Given text

SPG_ML / DATABASE_POPULATION_GUIDE.md
meetmendapara's picture
Initial commit for ML space
df31aa1

Database Population Guide

This guide explains how to populate your Supabase database with synthetic data for testing the Cognexa ML pipeline.

Overview

The populate_database.py script creates realistic synthetic data that simulates real users and their behavior. This allows you to:

  • Test the full ML pipeline from database → Spring Boot → FastAPI → predictions
  • Verify feature calculation matches training data
  • Test your backend API endpoints with realistic data
  • Validate your ML service can predict on real database rows

Prerequisites

  1. Supabase Database: Ensure your Supabase database is created and running
  2. Database Credentials: Get your Supabase connection details from the Supabase dashboard
  3. Python Dependencies: Install required packages

Setup

1. Configure Database Credentials

Copy .env.example to .env and update with your Supabase credentials:

cd ML
cp .env.example .env

Edit .env with your Supabase connection details:

SUPABASE_DB_URL=jdbc:postgresql://aws-1-ap-southeast-2.pooler.supabase.com:6543/postgres?prepareThreshold=0&tcpKeepAlive=true&socketTimeout=0&connectTimeout=30
SUPABASE_DB_USERNAME=postgres.your-project-ref
SUPABASE_DB_PASSWORD=your-supabase-password

2. Install Dependencies

cd ML
pip install psycopg2-binary python-dotenv numpy

Usage

Basic Usage

cd ML
python populate_database.py

This creates 50 users with 100 tasks each (5000 total tasks).

Things to do
A) Rewrite the database population guide starting with "2. Install Dependencies" and going on through "(5000 total tasks).", switching "populate_database.py" to "seed_database.py".
B) Pick up the database population guide after its final line and continue writing it.

Material shown
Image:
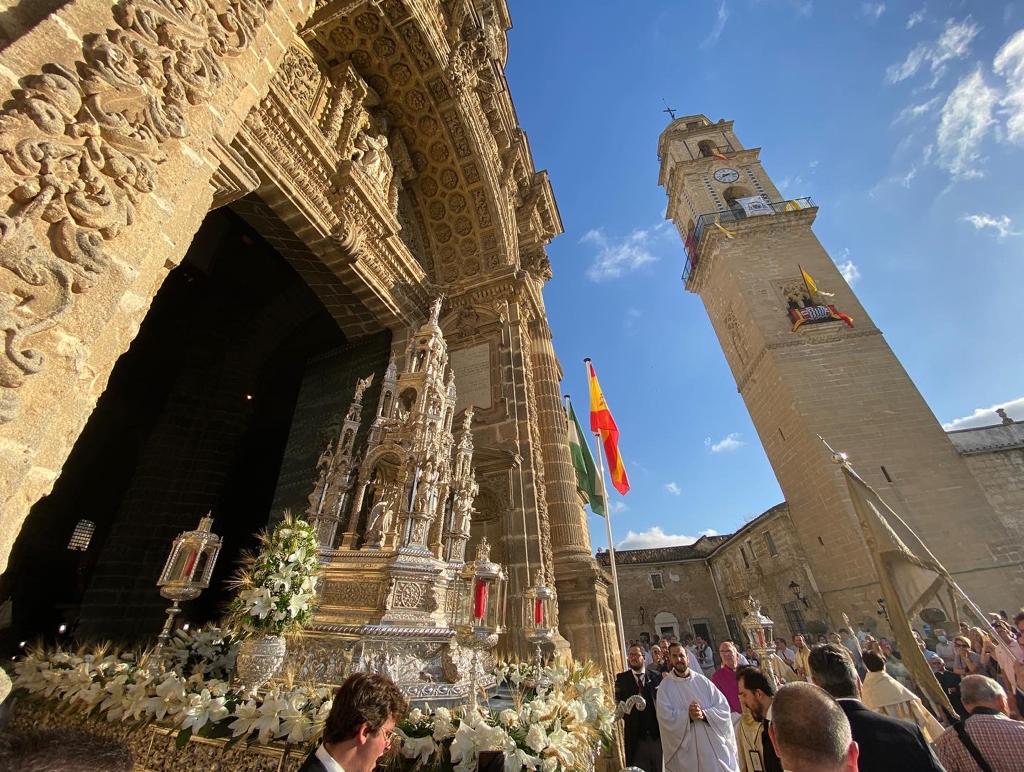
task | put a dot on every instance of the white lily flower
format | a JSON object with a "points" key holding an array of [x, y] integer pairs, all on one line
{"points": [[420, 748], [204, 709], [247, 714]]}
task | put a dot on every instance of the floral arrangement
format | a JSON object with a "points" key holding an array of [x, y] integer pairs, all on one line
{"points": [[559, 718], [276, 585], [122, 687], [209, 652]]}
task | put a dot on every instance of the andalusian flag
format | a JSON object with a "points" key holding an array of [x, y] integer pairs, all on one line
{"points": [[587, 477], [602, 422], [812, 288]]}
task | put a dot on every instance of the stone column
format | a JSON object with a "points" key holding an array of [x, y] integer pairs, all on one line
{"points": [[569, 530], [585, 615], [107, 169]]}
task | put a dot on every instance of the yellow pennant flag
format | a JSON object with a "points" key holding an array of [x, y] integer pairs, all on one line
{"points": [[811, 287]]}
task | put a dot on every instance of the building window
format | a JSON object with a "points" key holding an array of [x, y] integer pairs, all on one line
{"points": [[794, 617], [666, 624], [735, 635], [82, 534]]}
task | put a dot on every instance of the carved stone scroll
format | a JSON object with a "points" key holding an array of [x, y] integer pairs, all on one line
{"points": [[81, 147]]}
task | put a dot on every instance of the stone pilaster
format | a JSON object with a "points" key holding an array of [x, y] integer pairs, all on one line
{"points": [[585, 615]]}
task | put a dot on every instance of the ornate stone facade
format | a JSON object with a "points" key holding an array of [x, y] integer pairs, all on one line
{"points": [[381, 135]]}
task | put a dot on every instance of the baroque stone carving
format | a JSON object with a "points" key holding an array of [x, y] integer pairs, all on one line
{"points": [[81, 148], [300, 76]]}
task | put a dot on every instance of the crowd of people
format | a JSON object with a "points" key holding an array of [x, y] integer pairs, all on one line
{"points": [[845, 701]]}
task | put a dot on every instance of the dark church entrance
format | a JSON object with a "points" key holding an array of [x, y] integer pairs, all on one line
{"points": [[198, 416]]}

Answers per task
A)
2. Install Dependencies

cd ML
pip install psycopg2-binary python-dotenv numpy

Usage

Basic Usage

cd ML
python seed_database.py

This creates 50 users with 100 tasks each (5000 total tasks).

B)
Custom Parameters

# Create 20 users with 50 tasks each
python populate_database.py --users 20 --tasks 50

# Create 100 users with 200 tasks each
python populate_database.py --users 100 --tasks 200

What Gets Created

Per User

Data Type Quantity Description
Users 1 User account with personality profile
Tasks 100 Realistic tasks with completion probabilities
Behavior Events 50 Task and focus session events
Habits 5 Habit tracking with completions
Analytics 30 Daily productivity metrics
Task Predictions 100 ML predictions for each task
Interventions 20 Proactive behavioral interventions
Coaching Insights 15 AI-generated coaching recommendations
Notifications 30 User notifications
Prediction Feedback 40 User feedback on predictions
Activity Logs 50 User activity tracking
User Streaks 8 Habit streak tracking
Achievements 10 Gamification achievements
Focus Sessions 25 Pomodoro session tracking
User Settings 1 User preferences
Wellbeing Data 30 Daily mood and energy tracking
Goals 5 User goals with progress
Recurring Tasks 10 Recurring task patterns
Saved Filters 5 Task filter configurations
Research Data 1 Research consent and participation
Export History 3 Data export records
ML Experiments 1 Model training records
AB Testing 1 Feature experiment records
EMA Prompts 20 Experience sampling prompts
Task Templates 10 Reusable task templates

Data Generation Logic

Personality Profiles

Uses the Big Five (OCEAN) personality model with realistic correlations:

  • Openness: Creativity and curiosity
  • Conscientiousness: Organization and dependability
  • Extraversion: Sociability and energy
  • Agreeableness: Cooperativeness
  • Neuroticism: Emotional stability

Task Completion Probability

Calculated based on:

  • Personality-task interaction (conscientiousness is strongest predictor)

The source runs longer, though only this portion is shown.